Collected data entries
——

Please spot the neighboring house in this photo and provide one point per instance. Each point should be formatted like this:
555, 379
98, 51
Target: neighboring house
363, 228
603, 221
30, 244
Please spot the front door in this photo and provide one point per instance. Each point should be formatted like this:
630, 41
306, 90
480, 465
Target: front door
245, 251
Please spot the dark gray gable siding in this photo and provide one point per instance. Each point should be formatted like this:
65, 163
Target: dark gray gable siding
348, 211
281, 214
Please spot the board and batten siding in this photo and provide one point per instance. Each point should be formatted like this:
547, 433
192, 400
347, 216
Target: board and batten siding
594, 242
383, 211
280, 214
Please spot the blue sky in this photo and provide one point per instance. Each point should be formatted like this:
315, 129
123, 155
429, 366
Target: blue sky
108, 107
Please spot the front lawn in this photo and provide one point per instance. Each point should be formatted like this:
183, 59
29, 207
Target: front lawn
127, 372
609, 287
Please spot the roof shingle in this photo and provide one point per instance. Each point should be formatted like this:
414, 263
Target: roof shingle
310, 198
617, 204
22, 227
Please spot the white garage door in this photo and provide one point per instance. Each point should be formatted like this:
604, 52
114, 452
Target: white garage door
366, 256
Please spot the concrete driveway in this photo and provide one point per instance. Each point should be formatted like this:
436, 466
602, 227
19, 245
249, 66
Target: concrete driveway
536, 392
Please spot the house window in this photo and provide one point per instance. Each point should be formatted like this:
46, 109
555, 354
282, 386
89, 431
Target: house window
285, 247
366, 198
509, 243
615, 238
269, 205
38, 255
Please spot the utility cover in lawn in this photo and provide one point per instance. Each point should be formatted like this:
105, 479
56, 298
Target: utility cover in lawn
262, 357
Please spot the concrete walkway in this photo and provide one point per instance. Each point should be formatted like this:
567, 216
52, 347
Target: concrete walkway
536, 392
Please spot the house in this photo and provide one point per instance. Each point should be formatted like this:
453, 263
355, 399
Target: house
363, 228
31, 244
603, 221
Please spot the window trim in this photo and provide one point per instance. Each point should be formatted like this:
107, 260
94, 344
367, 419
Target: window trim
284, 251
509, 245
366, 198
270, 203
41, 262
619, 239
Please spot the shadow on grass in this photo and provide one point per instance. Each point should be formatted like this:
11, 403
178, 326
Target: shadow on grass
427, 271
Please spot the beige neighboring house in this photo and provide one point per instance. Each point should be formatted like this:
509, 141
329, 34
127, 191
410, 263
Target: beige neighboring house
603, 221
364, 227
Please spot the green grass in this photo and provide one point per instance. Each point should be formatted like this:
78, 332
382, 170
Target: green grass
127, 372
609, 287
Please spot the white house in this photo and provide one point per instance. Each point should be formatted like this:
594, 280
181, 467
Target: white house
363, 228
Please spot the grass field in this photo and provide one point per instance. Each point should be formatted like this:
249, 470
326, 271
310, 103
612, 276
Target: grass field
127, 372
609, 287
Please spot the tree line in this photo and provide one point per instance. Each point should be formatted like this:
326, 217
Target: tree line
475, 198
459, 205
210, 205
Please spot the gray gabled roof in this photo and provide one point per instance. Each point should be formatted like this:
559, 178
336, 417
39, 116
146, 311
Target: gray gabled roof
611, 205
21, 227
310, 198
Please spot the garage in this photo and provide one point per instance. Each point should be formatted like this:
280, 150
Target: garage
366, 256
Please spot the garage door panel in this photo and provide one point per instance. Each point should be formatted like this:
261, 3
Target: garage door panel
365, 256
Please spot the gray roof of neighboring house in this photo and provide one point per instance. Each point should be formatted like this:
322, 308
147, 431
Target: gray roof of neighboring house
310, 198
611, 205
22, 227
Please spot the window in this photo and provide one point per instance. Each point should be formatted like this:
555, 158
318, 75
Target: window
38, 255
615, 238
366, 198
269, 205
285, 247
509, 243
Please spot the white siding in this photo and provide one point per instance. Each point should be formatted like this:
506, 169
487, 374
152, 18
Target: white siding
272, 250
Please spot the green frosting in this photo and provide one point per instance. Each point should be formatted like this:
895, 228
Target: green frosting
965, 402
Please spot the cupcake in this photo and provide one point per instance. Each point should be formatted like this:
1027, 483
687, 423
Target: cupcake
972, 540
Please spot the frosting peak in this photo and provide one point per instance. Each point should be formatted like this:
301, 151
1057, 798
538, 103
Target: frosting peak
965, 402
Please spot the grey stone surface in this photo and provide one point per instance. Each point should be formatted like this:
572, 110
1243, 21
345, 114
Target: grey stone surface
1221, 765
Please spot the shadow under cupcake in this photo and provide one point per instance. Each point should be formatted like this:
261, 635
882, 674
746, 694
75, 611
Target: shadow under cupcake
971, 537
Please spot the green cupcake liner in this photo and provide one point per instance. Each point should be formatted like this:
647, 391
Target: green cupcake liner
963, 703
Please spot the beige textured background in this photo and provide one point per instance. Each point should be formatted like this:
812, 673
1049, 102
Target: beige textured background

——

WHAT TO PRODUCE
Change every occurrence of "provide one point per instance" to "give one point for each instance" throughout the rows above, leaving all other text unchanged.

SOLUTION TO THIS EXERCISE
Please spot the neighboring house in this photo and give one point for each instance. Each point should be formatted like this:
555, 379
98, 51
Target: neighboring house
363, 228
603, 221
30, 244
Please spot the front door in this photo and give one point for each instance. Each point should be formatted like this:
630, 41
306, 90
480, 465
Target: front door
245, 251
Please spot the dark gray gable siding in this photo and give one point for each instance. Each point should be formatted like this:
65, 163
Target: dark gray gable siding
348, 211
281, 214
Please spot the board and batten siding in this photo and give one point for each instance. Each point should be formatted like this:
547, 433
192, 400
347, 216
Target: board and batten siding
594, 242
383, 211
280, 214
Please spot the blue sky in this photo and give one point for each instance. Each point should be formatted like this:
315, 129
123, 155
429, 366
Target: blue sky
108, 107
Please spot the front lawn in this photo and give one point for each instance. Each point should be formatted like this:
183, 59
29, 207
Target: front lawn
127, 372
609, 287
Please spot the roof shingle in this photo and give one point for each instance. Each point should be formatted like this:
414, 263
Target: roof shingle
310, 198
617, 204
22, 227
Please spot the white garage door in this photo and give one point for each instance. Each point should be formatted like this:
604, 52
114, 452
Target: white garage door
366, 256
Please spot the concrete driveway in this photo and give one point for each instance. Each point should be formatted like this:
436, 466
602, 227
19, 245
249, 66
Target: concrete driveway
536, 392
Please spot the house window in this photo and give one point for each instance. Each point should be formatted like this:
46, 109
555, 354
282, 386
89, 431
Target: house window
285, 247
366, 198
509, 243
615, 238
269, 205
38, 255
Please spot the utility cover in lawn in this photo and give one point for each instance. Each point should be formatted like this:
105, 479
56, 298
Target: utility cover in lawn
262, 357
Please spot the concrete walkway in this photo and give one point for each instance. Each point should be formatted like this:
567, 216
52, 347
Target: concrete walkway
536, 392
Please spot the house in this photo and give one point for each instance. Each point should be formatted like this:
453, 263
355, 399
Target: house
363, 228
31, 244
603, 221
Please spot the window trim in this photo and give one point for each instance. Each point should be formatted like this:
107, 260
94, 344
367, 419
Target: window trim
284, 251
509, 245
366, 198
270, 203
41, 262
619, 239
Please spot the shadow on grass in this photo and give one point for each instance. Each point should be formatted like this:
11, 403
178, 326
Target: shadow on grass
427, 271
Please spot the beige neighboring house in this photo and give one point for each instance. Each point should be formatted like this:
509, 141
329, 34
127, 191
410, 263
Target: beige neighboring house
603, 221
364, 227
Please spot the green grass in this photo and give one point for each instance. Each point should be formatted like this:
78, 332
382, 170
Target: green grass
127, 372
609, 287
Please spot the white house in this photo and give one point for each instance. Each point should be formatted like this:
594, 280
181, 467
Target: white house
363, 228
Please spot the grass field in this photo and give one point for each instance. Each point should be formatted like this:
249, 470
326, 271
310, 103
612, 276
Target: grass field
127, 372
609, 287
Please spot the tree line in this photo and give one point for each instance. Each point should be formatted like this:
326, 217
Target: tree line
475, 198
459, 205
210, 205
Please spot the gray gabled roof in this photo and give one point for each instance. Each point should be formatted like this:
559, 178
336, 417
39, 116
146, 311
Target: gray gabled roof
611, 205
21, 227
310, 198
Please spot the garage in this photo and give one point for each instance. Each point should be formatted like this:
280, 150
Target: garage
366, 256
Please spot the garage door panel in this photo and give one point for each instance. Each point should be formatted like this:
261, 3
Target: garage door panel
365, 256
Please spot the gray roof of neighboring house in this photo and give one point for each instance. Each point should be formatted like this:
322, 308
147, 431
Target: gray roof of neighboring house
310, 198
611, 205
22, 227
Please spot the window in this photo and give one point for each instance. Each point should be formatted like this:
555, 158
318, 75
Target: window
38, 255
615, 238
366, 198
269, 205
285, 247
509, 243
Please spot the white siding in this photo and give one point for each instance. Each point should be formatted like this:
506, 169
487, 374
152, 18
Target: white siding
272, 250
Please spot the green frosting in this photo and give one point for each instance. Each point should be formatted like this:
895, 228
Target: green frosting
965, 402
Please spot the cupcake in this photo and give one point for each instance. Each point should be formatted like this:
1027, 483
687, 423
Target: cupcake
972, 540
Please spot the frosting peak in this photo and give one point for each instance. Each point should be formatted like this:
301, 151
1057, 798
538, 103
Target: frosting peak
965, 402
Please spot the grey stone surface in this photo and give one point for each instance. Each point should be formatted like this:
572, 110
1243, 21
345, 114
Target: grey stone surface
1221, 765
Please spot the shadow under cupcake in this photo and give one point for each instance. Each point should be formatted like this:
261, 635
882, 674
746, 694
75, 611
Target: shadow under cupcake
971, 537
Please spot the green cupcake liner in this photo and give one point for each instance. Each point should be formatted like this:
647, 391
Target: green cupcake liner
963, 703
Please spot the beige textured background in this photo and give one point for each instance. Each point should be formatted like this:
812, 673
1049, 102
Target: beige textured background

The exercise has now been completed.